* Begin Records for this exercise *

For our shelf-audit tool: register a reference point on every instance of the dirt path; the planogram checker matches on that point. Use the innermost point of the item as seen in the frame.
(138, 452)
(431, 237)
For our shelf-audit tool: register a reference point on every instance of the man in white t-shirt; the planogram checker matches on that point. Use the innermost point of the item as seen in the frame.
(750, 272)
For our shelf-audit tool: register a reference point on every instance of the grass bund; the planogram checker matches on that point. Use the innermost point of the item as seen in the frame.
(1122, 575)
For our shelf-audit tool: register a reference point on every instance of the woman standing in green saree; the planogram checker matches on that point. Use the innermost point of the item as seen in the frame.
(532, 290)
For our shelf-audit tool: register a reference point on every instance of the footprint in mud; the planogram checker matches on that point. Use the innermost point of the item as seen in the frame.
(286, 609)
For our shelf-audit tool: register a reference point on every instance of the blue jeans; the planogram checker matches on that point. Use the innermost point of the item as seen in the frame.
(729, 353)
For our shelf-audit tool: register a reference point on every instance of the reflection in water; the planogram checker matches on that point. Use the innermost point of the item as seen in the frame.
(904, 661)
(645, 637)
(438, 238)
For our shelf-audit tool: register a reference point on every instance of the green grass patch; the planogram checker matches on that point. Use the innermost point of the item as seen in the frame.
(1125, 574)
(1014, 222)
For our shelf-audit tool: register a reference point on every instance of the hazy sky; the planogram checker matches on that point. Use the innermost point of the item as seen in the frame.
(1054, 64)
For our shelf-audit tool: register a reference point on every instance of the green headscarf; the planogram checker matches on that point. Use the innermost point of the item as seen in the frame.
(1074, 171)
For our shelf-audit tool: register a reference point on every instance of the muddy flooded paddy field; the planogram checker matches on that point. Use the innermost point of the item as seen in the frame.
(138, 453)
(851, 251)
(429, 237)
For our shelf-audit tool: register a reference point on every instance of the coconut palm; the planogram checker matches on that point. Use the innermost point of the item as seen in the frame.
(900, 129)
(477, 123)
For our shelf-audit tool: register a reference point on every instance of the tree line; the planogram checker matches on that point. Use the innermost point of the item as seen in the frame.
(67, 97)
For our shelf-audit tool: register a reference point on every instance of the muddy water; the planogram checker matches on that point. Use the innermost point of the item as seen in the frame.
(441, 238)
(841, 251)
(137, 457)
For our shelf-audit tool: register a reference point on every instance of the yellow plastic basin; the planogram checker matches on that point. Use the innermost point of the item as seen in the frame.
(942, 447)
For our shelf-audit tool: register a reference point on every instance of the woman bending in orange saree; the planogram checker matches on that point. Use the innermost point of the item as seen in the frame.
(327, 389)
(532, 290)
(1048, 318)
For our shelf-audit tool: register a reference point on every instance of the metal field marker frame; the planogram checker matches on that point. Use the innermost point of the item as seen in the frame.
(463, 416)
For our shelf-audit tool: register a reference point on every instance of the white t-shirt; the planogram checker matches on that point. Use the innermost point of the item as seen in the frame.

* End Records for this exercise *

• [Your goal] Reproduce each of the rows above verbatim, keeping them in their original order.

• [The reply]
For our shelf-audit tool: register a reference point on every instance of the dirt path; the planogram checker matches on that point. Use the innermost point of the item as seen in the frame.
(138, 452)
(431, 237)
For our shelf-audit tool: register a reference point on every instance of the man in white t-shirt; the planogram checker matches on that point. Use the innermost point of the item as seen in the frame.
(750, 272)
For our shelf-audit tool: register a reference point on every instance of the grass bund; the planogram checker matches on that point. Use the innermost point of the item as seen in the frame.
(1122, 575)
For our shelf-audit tool: register a reference point on every instance of the woman standing in green saree; the planogram checker matches on that point. Use the innermost point of the item as seen in the frame.
(532, 290)
For our shelf-audit tool: register a reference point on every instance of the footprint in mud; the planogram checker matches on that point. Use the innermost point of the item as seen in the frame.
(286, 609)
For our shelf-audit tool: register a reference point on every instance of the blue jeans; the planogram checker matches on that point. Use the innermost point of the item as seen in the frame.
(729, 353)
For our shelf-audit tool: register a reference point on every instance of the reflection in water; the planogram checker matches on that point. Use the innermost point of the item as seen in the frame.
(904, 661)
(645, 637)
(438, 238)
For our shelf-audit tool: register a reference point on every instance of the green grass patch; the planogram checker matches on that point. Use the innermost point of the item as seen in the frame.
(1125, 574)
(1014, 222)
For our shelf-audit tool: register a reference point on every instance of the hazy sky; the planogram checker matches on that point. Use the innermost point of the item as seen in the frame.
(1054, 64)
For our shelf-audit tool: register a reference point on every instance of the green headscarf; the planogram checker matches on that point. Use the innermost point of the item as seen in the frame.
(1074, 171)
For our shelf-audit tool: register a reference point on every instance of the muddy flooded paddy field; the planogram checker matches on that point. Use the innermost point of the item as seen in the frame.
(138, 453)
(851, 251)
(429, 237)
For our shelf-audit tool: register a reference point on every instance of the coconut palm; the planogram checker matches on that point. Use the innermost point of the item as seen in the frame.
(900, 129)
(477, 123)
For our shelf-audit tool: register a reference point on every instance of the tree line; the planogram checker matches on that point. Use the innermost point of the item as seen in the frame.
(67, 97)
For our shelf-audit tool: register a reference point on every instance of the muddy water; the planogram checker matches on that point. Use the innermost point of the item as seen in the frame.
(441, 238)
(841, 251)
(137, 457)
For our shelf-audit tool: register a reference point on every instance of the yellow plastic basin; the planogram checker matches on that point. Use the innermost point of the item as seen in the frame.
(942, 447)
For our shelf-audit tool: register a reference point on every instance of the woman bending in orange saree; the planogram checker matches on that point. Use the innermost point of the item as seen in the frame.
(327, 389)
(532, 290)
(1048, 318)
For our shelf-audit tool: register a reference point on every instance of the metal field marker frame; the planogram checker matches on that point. Use the innermost point of the item as seen in the frame.
(463, 416)
For our shelf-audit tool: register a reference point on every instance of the white t-shirt; the planogram checker matches on that point. Use the innermost point of the item as seen in the frame.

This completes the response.